• [WORK ORDER]:
Say how many lines of these entries include the word "green", and answer with the number alone.

>>>

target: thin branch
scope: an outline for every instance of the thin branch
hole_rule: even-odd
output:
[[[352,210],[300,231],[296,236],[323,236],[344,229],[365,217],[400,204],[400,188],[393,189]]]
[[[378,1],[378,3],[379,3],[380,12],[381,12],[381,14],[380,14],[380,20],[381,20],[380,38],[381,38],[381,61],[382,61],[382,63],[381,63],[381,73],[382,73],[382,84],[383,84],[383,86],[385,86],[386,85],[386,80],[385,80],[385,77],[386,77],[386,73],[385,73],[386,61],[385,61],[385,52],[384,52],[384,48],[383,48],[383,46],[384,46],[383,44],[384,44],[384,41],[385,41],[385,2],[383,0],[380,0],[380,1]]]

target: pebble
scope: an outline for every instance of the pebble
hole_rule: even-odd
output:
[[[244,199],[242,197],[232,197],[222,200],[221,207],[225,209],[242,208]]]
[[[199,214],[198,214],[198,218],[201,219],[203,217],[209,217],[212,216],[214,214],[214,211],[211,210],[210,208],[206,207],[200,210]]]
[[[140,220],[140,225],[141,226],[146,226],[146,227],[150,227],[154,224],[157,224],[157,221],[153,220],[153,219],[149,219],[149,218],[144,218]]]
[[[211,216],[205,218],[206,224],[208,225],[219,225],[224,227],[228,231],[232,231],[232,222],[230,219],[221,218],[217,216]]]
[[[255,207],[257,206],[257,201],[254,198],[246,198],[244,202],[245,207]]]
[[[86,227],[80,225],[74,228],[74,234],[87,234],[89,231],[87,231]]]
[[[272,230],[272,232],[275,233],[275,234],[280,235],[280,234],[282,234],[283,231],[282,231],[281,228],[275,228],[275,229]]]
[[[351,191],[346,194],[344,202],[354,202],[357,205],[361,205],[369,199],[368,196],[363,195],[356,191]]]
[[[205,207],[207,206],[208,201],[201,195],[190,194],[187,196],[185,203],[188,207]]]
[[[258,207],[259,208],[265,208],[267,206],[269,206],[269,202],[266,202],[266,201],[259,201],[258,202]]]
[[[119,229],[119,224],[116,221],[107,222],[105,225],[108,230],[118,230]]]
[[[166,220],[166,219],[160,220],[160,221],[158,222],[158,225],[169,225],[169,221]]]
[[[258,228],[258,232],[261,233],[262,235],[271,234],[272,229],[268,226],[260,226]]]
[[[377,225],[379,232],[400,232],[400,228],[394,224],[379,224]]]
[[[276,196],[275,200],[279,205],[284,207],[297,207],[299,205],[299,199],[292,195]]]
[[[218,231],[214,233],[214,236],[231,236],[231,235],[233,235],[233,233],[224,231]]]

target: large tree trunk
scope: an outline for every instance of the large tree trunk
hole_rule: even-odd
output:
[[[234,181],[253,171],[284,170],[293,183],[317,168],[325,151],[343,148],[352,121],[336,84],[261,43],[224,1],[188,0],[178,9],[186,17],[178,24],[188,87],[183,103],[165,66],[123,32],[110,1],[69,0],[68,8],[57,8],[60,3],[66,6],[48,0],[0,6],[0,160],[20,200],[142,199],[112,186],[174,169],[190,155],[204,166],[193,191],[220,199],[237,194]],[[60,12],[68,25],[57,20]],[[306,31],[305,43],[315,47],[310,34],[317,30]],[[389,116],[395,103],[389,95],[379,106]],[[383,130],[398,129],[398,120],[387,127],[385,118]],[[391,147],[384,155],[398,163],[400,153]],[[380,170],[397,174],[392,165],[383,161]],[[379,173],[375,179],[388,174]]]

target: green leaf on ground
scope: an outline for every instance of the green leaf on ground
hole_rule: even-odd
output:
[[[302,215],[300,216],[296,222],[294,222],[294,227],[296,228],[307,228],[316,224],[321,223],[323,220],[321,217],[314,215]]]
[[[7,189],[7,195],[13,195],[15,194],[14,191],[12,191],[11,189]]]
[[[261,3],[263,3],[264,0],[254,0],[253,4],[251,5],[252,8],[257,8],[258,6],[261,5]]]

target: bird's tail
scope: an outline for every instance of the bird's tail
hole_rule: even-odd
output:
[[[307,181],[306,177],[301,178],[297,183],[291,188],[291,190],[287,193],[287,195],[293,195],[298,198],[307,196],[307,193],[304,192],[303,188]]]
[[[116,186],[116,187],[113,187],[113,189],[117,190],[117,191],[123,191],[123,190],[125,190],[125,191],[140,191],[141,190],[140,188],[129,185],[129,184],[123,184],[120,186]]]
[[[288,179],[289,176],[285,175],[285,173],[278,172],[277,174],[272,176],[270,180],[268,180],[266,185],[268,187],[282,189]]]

<<<

• [OUTPUT BELOW]:
2